TRECHO DA PÁGINA:
Com base no que podemos afirmar que a palavra amor, de trás para frente, se torna Roma? Imaginamos a palavra e lemos. A gente reconfigura a linguagem, que passa a ter uma nova configuração de sons, associados a símbolos que a gente inventou.

Se eu perguntar, novamente, a uma pessoa que não foi alfabetizada, se as palavras "amor" e "andorinha" começam com o mesmo som, ela não vai acertar, necessariamente. Isso acontece porque ela não associa o som com a letra, e não consegue fazer essa relação. Quando somos alfabetizados, muda-se completamente a maneira como percebemos os sons da língua. Dividimos esses sons em pedacinhos menores do que normalmente dividiríamos. Mas uma pessoa que não é alfabetizada não consegue fazer esse tipo de brincadeira.

Se você tirar "cho" da palavra cachorro, e juntar o que sobra, o que fica? Carro, certo? Se você não foi alfabetizado, não conseguiria fazer essa relação. Esses são exemplos simples de como a alfabetização não é natural. Além disso, uma pessoa que não foi alfabetizada percebe a linguagem oral de uma maneira e, depois que é alfabetizada, muda tudo.

Por não ser natural, é necessário um ensino sistemático e explícito?

Sim. E o primeiro passo desse processo é que a criança tenha conhecimento dos sons da língua, para poder associá-los com letras. Isso não é natural e, quando aprendemos a ler e escrever, o cérebro passa por um processo de adaptação para perceber essas novas associações, conseguir juntá-las e formar novas palavras.

Alguém finalmente aprende a ler a partir do momento em que, sistematicamente, compreende que letras e combinações de letras formam associações.

É impossível pensar que vai memorizar todas as palavras do vocabulário, não existe como. Amanhã, por exemplo, se inventa um novo aplicativo, chamado truga. Essa palavra você nunca viu, e por que você conseguiu ler? Porque sabe o som que cada letra tem e quando junta consegue ler uma nova palavra.

É só assim que se consegue alfabetizar. Não tem outra maneira de conseguir quebrar o código e ler todas as milhões de palavras que existem. É preciso essa habilidade fundamental que é a base do princípio fônico: associar letras e sons.

Adultos encontram muito mais dificuldade. Na verdade, quanto mais se demora, mais difícil e pior é. É melhor alfabetizar mais cedo, com 5 ou 6 anos. Há evidências científicas de que essa criança tem muito mais chance de se tornar um bom leitor.

O que é fundamental nesse processo? Há métodos para alfabetizar que se destacam?

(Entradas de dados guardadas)

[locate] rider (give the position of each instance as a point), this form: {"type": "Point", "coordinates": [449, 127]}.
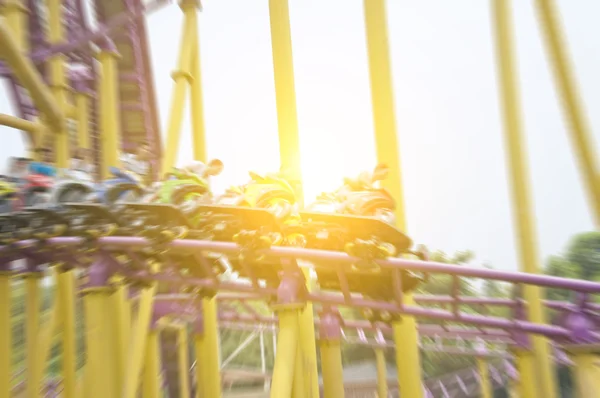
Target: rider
{"type": "Point", "coordinates": [366, 181]}
{"type": "Point", "coordinates": [17, 169]}
{"type": "Point", "coordinates": [81, 161]}
{"type": "Point", "coordinates": [138, 162]}
{"type": "Point", "coordinates": [44, 166]}
{"type": "Point", "coordinates": [205, 171]}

TAREFA PROPOSTA:
Responda com base no trecho sobre alfabetização:
(a) Que palavra sobra quando se tira "cho" de "cachorro"?
(b) Que nome o trecho dá ao aplicativo inventado no exemplo?
(c) Em que idade o trecho diz que é melhor alfabetizar?

RESPOSTA:
(a) Carro.
(b) Truga.
(c) Com 5 ou 6 anos.